◆ **AIM OF THE TASK**:
Gather every line of the data below that contains the string "blue", matching case exactly.

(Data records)
--*--
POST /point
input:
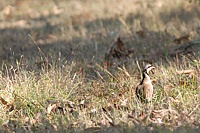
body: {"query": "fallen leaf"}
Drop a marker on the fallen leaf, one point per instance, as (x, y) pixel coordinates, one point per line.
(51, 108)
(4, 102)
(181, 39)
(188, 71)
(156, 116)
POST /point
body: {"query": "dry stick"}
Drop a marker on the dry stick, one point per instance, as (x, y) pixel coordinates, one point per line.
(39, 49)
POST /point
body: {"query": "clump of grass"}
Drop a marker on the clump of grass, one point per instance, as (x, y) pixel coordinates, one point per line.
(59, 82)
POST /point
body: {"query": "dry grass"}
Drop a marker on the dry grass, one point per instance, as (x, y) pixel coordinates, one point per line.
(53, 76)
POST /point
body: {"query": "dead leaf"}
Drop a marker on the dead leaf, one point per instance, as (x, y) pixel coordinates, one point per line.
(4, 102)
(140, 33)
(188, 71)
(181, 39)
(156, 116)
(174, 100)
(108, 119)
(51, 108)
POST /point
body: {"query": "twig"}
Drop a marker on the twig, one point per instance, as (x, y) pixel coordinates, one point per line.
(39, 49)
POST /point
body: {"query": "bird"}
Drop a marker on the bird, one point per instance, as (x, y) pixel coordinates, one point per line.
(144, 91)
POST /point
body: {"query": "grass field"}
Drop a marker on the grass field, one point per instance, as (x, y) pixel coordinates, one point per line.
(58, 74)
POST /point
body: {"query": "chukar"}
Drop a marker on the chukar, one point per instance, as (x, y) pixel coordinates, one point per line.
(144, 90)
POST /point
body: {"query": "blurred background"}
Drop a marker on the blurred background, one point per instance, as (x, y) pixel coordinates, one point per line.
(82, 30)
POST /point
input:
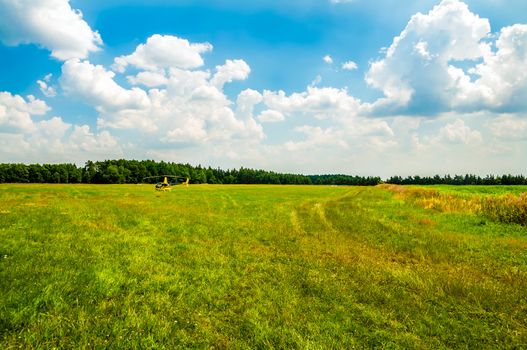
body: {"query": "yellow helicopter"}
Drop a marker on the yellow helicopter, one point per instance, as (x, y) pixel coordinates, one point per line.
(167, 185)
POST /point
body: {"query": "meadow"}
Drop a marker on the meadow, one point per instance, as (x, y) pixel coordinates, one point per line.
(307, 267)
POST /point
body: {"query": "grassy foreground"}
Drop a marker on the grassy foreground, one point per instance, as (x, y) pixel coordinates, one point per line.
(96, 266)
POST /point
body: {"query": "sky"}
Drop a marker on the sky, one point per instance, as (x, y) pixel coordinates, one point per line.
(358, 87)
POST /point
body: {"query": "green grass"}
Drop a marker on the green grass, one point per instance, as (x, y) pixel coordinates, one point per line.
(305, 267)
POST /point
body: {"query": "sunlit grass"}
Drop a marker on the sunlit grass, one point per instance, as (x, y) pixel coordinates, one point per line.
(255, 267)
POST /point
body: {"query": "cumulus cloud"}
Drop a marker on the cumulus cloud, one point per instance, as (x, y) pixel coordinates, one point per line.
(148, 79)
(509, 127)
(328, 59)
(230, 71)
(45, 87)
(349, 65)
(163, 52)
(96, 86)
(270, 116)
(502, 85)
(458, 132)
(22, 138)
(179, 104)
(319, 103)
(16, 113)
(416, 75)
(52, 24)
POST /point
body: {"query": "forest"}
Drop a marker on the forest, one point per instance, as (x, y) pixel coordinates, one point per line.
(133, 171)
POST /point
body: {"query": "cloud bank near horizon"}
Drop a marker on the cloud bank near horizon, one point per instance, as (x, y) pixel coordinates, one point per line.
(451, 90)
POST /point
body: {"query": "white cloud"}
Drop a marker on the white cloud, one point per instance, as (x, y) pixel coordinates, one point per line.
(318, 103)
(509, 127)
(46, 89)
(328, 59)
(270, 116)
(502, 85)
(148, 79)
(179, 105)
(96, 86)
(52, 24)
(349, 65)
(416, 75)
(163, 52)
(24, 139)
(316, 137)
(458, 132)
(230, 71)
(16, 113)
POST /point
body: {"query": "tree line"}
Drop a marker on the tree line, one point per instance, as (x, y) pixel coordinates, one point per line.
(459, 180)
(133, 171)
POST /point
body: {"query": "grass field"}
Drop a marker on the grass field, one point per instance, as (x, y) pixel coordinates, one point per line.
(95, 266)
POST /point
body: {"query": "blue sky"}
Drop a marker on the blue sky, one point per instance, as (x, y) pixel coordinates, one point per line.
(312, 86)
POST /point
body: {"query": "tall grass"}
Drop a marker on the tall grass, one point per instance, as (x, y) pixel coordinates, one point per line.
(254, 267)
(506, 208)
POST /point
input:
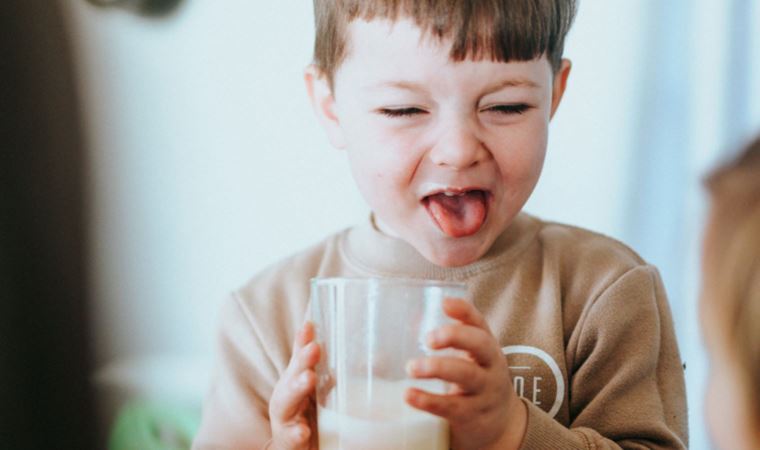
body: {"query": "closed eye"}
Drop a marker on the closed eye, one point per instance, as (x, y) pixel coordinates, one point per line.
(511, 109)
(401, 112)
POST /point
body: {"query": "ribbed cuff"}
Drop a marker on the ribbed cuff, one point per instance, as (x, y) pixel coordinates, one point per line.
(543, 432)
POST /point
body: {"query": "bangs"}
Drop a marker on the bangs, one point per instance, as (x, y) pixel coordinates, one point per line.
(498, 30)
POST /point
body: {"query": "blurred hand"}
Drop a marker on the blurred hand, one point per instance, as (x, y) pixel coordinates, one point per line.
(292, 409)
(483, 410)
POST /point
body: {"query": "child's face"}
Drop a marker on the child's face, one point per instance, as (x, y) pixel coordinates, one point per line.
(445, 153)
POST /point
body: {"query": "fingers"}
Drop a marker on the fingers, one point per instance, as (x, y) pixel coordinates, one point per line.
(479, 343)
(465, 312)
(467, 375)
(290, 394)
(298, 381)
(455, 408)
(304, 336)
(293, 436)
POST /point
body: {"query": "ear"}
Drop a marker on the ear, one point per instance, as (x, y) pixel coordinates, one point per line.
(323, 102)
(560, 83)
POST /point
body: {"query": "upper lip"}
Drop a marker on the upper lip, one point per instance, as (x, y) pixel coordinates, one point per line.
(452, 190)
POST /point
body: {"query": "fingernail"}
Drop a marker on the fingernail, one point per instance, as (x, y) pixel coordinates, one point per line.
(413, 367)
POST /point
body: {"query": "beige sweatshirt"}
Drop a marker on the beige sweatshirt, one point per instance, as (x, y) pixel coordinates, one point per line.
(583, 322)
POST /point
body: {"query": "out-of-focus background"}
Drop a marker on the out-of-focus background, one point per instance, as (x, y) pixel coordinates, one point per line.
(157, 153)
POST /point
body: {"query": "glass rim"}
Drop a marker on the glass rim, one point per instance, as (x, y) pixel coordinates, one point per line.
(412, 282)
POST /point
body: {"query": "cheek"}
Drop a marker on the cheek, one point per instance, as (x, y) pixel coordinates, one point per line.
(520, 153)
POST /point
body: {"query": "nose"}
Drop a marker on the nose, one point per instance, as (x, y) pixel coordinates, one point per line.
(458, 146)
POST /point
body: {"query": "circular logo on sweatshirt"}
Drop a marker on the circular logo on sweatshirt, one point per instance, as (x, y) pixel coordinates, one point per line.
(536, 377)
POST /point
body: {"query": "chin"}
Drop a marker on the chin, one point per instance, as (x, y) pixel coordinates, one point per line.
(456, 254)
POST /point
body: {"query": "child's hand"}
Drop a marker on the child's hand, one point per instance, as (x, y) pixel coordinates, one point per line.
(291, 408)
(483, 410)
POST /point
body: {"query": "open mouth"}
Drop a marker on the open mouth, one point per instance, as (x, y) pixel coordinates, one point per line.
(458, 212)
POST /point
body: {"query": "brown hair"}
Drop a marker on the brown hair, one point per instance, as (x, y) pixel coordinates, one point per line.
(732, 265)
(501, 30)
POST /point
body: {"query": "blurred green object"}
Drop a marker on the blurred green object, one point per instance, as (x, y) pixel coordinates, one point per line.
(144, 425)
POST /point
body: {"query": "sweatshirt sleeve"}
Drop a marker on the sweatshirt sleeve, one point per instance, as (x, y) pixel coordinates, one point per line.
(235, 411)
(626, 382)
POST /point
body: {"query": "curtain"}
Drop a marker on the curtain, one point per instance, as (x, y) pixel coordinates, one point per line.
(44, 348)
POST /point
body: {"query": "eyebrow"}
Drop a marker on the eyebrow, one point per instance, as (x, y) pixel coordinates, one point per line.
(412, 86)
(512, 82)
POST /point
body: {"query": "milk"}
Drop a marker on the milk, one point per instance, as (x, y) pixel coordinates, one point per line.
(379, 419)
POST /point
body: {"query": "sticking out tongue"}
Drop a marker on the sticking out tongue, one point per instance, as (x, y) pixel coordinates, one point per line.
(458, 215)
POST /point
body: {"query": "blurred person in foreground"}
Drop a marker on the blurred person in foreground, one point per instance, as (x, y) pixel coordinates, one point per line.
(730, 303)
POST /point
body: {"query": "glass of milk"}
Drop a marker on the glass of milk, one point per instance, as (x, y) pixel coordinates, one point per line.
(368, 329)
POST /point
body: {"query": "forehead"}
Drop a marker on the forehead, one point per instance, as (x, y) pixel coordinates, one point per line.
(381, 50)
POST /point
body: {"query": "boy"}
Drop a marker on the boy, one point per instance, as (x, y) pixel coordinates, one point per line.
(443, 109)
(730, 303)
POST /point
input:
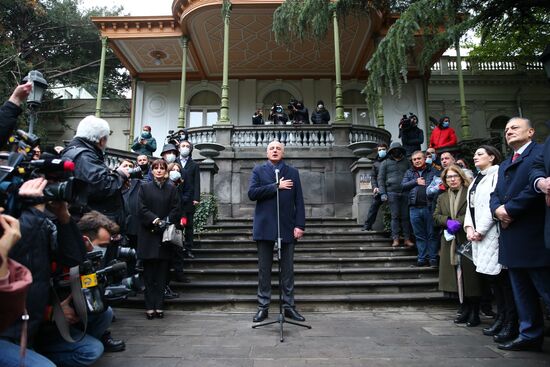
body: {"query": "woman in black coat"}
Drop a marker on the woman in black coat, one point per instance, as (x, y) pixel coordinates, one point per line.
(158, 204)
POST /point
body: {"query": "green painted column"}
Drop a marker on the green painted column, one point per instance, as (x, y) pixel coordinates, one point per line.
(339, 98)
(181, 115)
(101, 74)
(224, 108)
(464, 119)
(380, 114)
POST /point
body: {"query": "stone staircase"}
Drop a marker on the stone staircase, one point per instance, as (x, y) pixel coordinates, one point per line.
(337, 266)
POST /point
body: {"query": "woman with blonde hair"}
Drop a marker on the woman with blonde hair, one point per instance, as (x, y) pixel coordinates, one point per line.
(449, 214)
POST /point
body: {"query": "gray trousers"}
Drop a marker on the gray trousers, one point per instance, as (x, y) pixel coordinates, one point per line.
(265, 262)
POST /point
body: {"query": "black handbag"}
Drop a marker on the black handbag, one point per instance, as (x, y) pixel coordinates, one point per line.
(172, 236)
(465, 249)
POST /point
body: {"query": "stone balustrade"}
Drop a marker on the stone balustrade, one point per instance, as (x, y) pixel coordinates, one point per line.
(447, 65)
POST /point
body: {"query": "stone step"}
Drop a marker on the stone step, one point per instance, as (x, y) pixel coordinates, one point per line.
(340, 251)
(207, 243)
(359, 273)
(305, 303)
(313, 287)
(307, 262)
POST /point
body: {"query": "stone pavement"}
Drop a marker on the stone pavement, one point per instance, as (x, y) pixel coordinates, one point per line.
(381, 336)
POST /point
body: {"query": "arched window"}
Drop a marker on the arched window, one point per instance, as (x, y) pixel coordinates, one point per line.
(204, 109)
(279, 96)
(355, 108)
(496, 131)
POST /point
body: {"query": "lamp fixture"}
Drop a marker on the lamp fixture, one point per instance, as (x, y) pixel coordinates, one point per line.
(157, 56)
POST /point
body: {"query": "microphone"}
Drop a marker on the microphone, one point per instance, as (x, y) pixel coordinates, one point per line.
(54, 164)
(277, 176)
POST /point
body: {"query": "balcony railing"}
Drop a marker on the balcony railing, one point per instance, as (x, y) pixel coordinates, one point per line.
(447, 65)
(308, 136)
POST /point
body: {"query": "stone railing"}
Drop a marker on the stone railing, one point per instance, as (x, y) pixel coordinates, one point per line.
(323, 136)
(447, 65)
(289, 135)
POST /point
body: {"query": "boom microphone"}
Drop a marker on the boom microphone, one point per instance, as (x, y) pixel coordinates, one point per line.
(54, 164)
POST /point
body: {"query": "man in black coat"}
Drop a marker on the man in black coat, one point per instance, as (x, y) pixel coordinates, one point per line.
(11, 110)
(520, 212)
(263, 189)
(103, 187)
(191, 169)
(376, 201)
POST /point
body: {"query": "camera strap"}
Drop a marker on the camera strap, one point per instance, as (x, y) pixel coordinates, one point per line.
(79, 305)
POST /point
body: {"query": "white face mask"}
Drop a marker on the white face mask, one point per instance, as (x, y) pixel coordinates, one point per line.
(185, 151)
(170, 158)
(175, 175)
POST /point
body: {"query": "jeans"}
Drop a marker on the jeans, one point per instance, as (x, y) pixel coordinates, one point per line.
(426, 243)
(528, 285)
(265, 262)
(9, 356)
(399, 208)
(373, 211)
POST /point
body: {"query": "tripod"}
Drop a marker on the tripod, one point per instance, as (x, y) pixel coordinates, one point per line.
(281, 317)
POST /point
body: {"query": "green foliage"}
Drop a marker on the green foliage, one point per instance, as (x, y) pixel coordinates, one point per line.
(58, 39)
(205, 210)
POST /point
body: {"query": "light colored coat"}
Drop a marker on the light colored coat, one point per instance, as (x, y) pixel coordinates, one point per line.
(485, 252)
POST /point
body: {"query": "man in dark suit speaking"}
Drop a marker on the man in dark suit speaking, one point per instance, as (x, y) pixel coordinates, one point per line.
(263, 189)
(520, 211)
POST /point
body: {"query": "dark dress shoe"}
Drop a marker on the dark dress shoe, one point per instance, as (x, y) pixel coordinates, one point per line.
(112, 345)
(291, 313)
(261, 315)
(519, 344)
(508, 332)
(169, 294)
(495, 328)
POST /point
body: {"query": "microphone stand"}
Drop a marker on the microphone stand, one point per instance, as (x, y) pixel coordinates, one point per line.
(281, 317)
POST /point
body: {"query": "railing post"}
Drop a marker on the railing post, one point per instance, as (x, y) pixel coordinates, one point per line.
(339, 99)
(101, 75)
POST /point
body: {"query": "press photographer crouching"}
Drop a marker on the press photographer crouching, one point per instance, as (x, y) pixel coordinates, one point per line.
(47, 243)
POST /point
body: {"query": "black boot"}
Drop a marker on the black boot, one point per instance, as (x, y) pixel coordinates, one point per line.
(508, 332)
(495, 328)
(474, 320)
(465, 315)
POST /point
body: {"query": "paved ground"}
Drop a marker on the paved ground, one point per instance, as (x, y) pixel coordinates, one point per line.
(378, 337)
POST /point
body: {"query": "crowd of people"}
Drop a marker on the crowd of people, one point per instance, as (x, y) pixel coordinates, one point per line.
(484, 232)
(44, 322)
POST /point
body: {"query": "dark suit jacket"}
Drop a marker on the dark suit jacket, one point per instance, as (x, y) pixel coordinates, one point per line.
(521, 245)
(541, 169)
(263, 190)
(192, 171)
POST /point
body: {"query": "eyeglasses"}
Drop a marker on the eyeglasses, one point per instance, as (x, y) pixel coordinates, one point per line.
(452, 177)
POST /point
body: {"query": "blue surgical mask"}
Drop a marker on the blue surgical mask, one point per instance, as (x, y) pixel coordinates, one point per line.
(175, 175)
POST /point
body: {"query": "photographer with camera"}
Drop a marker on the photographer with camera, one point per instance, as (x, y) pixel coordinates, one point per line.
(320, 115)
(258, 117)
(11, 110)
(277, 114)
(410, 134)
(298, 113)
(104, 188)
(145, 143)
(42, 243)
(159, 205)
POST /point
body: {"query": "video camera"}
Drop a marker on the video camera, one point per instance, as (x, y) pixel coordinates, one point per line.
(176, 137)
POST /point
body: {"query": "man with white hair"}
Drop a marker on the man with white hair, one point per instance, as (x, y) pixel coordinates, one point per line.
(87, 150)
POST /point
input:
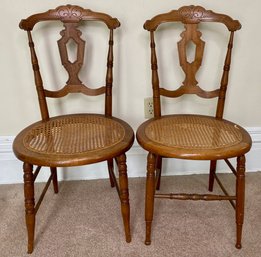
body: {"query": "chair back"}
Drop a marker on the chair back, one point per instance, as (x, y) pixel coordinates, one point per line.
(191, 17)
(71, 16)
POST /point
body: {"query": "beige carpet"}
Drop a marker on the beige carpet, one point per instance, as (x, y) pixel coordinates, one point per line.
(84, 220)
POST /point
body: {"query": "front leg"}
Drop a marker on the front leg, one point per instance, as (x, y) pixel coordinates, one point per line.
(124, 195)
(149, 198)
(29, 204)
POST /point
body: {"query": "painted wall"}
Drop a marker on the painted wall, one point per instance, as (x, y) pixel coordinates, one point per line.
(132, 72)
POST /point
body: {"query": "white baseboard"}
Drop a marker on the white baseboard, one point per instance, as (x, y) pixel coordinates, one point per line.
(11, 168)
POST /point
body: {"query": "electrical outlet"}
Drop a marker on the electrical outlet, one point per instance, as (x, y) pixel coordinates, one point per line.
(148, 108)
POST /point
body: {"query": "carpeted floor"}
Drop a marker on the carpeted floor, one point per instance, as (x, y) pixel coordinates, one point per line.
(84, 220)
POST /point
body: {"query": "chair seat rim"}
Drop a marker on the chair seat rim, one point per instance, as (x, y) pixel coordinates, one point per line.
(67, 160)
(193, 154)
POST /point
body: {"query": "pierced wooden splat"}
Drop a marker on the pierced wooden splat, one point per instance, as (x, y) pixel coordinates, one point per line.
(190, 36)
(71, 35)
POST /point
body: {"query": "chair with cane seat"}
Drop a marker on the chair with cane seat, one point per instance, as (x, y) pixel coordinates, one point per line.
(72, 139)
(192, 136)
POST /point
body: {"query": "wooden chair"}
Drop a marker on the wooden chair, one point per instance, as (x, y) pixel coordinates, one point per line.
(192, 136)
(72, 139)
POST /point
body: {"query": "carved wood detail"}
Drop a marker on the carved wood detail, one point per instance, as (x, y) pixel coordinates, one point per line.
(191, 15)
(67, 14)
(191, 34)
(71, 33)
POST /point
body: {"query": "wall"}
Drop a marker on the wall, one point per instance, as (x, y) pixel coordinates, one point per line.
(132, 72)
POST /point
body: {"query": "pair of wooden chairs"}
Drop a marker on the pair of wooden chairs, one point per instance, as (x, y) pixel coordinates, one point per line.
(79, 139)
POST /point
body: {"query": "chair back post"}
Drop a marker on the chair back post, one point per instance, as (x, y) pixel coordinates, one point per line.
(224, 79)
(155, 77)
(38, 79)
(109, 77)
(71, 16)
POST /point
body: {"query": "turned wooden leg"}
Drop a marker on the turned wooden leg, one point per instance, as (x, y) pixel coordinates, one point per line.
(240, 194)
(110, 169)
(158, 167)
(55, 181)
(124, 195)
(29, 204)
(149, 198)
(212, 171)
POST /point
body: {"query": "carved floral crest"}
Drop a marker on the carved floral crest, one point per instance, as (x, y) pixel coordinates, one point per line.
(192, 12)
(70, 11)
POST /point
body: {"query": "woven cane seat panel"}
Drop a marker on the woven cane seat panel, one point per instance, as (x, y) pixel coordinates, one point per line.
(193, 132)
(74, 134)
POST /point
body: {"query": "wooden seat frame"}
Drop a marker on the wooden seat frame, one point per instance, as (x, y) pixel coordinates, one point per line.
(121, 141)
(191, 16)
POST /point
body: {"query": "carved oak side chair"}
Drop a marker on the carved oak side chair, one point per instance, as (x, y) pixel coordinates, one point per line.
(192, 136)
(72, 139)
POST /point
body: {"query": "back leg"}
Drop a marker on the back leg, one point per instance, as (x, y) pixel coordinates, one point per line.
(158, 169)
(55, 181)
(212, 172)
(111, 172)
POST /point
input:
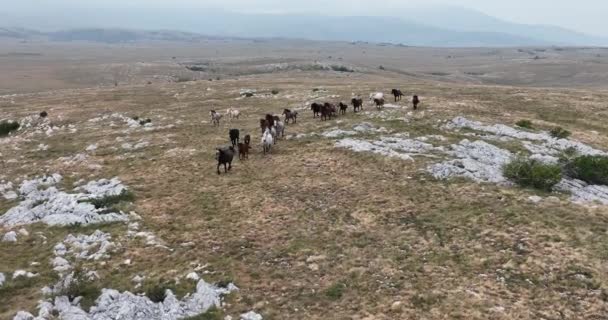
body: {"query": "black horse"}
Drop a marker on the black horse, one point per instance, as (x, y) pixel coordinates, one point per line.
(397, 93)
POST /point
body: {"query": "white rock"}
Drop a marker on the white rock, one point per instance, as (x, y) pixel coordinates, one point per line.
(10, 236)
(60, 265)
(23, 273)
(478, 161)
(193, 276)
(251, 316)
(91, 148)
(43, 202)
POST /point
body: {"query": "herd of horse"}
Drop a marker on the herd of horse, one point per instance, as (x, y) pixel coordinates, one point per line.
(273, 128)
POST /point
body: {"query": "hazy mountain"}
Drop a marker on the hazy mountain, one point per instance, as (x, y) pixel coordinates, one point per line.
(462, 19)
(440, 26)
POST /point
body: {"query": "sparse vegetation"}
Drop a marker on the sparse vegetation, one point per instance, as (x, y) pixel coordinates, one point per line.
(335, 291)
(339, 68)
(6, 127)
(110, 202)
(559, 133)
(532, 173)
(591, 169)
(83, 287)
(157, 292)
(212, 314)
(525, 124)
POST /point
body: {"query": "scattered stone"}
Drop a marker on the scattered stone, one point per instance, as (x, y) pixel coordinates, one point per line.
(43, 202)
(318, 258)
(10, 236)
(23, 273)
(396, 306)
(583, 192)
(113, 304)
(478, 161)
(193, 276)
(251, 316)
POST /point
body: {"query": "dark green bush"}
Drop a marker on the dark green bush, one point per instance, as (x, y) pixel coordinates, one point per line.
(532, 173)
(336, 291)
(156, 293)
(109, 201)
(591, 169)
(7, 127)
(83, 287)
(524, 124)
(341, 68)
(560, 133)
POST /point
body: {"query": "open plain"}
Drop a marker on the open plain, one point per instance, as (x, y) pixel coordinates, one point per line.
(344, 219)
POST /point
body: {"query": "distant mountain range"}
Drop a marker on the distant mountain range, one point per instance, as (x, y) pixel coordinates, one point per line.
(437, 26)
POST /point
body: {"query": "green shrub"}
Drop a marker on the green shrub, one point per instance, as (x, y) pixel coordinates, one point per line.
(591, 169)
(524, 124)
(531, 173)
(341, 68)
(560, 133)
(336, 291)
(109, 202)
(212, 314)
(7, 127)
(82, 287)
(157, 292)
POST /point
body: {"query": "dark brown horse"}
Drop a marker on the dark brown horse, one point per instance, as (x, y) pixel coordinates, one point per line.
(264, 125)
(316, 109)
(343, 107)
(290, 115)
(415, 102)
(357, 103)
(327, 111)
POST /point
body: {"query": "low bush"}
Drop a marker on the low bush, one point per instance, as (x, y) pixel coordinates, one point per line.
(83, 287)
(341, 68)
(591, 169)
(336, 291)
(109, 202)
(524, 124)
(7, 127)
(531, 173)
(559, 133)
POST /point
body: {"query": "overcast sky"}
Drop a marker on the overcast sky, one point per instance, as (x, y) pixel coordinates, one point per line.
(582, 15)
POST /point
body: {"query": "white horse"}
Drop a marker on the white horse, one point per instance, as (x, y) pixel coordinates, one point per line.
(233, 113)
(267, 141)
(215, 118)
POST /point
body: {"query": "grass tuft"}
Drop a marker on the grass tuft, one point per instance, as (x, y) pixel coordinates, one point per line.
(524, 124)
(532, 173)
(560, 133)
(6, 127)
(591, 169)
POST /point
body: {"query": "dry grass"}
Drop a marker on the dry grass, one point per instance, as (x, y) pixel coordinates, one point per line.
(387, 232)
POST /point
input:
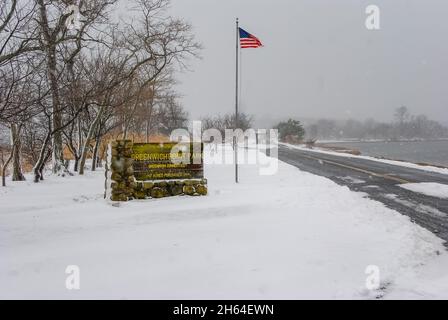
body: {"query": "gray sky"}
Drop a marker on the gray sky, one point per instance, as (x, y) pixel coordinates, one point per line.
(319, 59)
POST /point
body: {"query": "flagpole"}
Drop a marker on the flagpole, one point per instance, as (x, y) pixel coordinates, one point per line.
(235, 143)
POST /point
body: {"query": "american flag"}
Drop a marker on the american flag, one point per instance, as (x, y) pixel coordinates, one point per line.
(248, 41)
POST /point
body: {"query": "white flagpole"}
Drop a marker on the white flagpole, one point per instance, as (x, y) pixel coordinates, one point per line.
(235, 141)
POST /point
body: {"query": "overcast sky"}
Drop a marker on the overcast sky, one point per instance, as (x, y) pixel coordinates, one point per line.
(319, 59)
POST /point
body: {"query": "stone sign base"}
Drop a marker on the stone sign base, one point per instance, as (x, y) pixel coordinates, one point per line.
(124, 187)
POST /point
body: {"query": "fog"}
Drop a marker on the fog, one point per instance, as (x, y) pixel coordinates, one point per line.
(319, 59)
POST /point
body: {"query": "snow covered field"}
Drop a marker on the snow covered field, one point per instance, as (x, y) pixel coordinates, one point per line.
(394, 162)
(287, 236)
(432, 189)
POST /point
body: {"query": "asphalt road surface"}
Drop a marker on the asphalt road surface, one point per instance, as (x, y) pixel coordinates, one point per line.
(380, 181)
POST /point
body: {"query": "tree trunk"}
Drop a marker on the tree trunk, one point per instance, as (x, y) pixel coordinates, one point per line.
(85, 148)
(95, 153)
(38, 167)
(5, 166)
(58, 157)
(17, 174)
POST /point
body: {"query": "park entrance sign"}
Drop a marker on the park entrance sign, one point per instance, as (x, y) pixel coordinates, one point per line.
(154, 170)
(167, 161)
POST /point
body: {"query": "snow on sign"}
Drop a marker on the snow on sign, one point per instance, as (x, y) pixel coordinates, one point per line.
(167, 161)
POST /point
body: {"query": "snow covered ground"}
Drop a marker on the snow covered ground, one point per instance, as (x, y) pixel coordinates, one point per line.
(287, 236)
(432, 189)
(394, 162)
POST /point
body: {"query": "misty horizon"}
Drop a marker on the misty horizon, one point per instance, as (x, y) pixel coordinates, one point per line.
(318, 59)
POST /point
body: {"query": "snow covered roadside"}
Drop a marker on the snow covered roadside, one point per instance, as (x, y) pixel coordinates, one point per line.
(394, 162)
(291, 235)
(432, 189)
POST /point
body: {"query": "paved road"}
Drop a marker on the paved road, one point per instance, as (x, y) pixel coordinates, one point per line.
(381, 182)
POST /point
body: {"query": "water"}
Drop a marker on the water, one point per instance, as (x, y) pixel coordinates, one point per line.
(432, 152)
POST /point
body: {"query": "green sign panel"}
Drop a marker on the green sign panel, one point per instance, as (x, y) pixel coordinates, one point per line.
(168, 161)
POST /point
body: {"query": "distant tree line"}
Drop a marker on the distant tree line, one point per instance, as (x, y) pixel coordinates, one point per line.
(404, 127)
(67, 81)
--*--
◆ **ANSWER FOR THE TASK**:
body: {"query": "blue sky"}
Drop a marker on the blue sky, one point per instance, as (x, y) pixel coordinates, one point per line.
body: {"query": "blue surgical mask"}
Drop a marker on the blue surgical mask, one point per instance, as (x, y) pixel coordinates, one point per line.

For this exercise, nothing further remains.